Article >>
- - - -

Understanding common patterns about domestic violence

On Behalf of | May 23, 2019 | Divorce |

Few topics in family law (and criminal law) are as socially uncomfortable as domestic violence. It is a problem that impacts millions of families, yet talking about it feels taboo to most people. Unfortunately, silence around the issue of domestic violence allows it to continue.

In a recent news article, National Public Radio interviewed two victim advocates who shared some truths about domestic violence, those who perpetrate it and those it impacts. We’ll discuss some of those findings in today’s post.

Why doesn’t she/he just leave?

From the outside, this is a reasonable question. One of the reasons why abuse victims don’t leave is that abuse is an escalating process. Things may be great at first, but the physical, emotional and psychological violence slowly begin to get worse. By the time it gets really bad, the couple may have children together, commingled finances and other situational entanglements that make it hard to leave.

Eventually, many abuse victims are able to get out of these relationships. But leaving also tends to be a process. It may take time and a lot of support from the outside.

Changing Her/his story

After the police or courts have gotten involved, it is very common for victims to recant their testimonies. It happens in as many as 70 to 80 percent of cases. Unless the allegations were flimsy to begin with (which they sometimes are), recanting usually happens because the victim fears her abuser. She knows that she’ll have to deal with him again, and worries about what will happen if she doesn’t change her testimony.

- - - -

Excerpt from a dataset

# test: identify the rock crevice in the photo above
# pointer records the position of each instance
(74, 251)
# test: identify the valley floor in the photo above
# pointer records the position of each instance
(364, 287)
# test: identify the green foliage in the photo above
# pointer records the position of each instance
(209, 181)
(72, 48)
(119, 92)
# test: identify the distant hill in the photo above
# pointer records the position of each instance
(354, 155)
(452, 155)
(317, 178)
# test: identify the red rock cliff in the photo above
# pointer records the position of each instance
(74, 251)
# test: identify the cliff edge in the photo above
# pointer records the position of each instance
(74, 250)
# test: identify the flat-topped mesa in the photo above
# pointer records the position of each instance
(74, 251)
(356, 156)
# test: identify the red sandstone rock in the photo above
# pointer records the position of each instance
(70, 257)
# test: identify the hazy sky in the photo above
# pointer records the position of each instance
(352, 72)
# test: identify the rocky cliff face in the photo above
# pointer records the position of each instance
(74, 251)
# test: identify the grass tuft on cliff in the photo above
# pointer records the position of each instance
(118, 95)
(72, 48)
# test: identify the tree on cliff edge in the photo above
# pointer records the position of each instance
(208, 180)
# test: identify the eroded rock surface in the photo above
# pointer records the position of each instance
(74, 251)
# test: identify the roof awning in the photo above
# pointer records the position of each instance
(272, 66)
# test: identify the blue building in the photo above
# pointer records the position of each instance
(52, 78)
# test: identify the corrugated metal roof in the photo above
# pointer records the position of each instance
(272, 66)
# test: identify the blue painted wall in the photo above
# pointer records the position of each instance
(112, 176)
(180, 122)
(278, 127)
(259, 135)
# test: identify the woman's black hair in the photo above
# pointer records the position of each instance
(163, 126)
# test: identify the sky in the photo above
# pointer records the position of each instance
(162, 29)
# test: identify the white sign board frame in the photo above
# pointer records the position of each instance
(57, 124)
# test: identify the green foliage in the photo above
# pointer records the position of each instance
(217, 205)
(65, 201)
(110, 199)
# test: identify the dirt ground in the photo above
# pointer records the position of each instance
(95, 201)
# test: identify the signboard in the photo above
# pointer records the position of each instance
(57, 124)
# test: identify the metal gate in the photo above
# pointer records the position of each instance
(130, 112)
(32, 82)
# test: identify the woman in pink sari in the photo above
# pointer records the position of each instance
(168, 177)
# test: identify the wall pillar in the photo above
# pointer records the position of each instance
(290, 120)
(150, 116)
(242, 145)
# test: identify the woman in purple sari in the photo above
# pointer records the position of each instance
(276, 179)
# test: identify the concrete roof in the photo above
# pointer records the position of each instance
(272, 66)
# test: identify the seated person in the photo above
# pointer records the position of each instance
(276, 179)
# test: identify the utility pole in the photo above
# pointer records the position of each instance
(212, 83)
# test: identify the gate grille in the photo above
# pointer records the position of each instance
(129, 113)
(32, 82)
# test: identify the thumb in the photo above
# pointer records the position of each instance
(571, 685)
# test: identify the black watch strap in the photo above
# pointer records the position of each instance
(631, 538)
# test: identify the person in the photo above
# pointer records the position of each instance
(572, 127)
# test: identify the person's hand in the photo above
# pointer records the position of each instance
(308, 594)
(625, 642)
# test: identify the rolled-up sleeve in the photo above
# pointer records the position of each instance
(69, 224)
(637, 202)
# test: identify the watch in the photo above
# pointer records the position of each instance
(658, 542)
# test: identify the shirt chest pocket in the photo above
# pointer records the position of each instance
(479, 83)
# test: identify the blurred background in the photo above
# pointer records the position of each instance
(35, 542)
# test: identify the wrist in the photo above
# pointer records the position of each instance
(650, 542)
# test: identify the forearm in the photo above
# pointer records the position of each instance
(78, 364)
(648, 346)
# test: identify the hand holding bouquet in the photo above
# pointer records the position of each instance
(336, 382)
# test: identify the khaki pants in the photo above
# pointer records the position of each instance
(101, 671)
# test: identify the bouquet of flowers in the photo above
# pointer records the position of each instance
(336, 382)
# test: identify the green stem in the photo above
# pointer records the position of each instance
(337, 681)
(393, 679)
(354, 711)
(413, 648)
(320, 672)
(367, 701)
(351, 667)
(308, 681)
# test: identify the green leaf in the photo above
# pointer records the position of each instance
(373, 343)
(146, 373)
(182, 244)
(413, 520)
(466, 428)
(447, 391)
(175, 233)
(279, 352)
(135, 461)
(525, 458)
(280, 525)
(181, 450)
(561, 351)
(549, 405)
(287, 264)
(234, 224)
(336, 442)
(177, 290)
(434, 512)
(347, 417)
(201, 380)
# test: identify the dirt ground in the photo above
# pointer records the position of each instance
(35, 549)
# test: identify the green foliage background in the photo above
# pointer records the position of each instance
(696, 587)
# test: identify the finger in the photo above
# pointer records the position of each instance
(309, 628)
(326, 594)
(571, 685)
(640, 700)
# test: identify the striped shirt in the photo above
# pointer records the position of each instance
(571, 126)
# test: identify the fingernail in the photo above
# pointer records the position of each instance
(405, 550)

- - - -

Problem set >>
- 1) Please retype the domestic violence post from "Why doesn’t she/he" to "hard to leave.".
- 2) In the domestic violence post, which news organization interviewed the two victim advocates?

Responses by task >>
- 1)
Why doesn’t she/he just leave?

From the outside, this is a reasonable question. One of the reasons why abuse victims don’t leave is that abuse is an escalating process. Things may be great at first, but the physical, emotional and psychological violence slowly begin to get worse. By the time it gets really bad, the couple may have children together, commingled finances and other situational entanglements that make it hard to leave.

- 2) National Public Radio.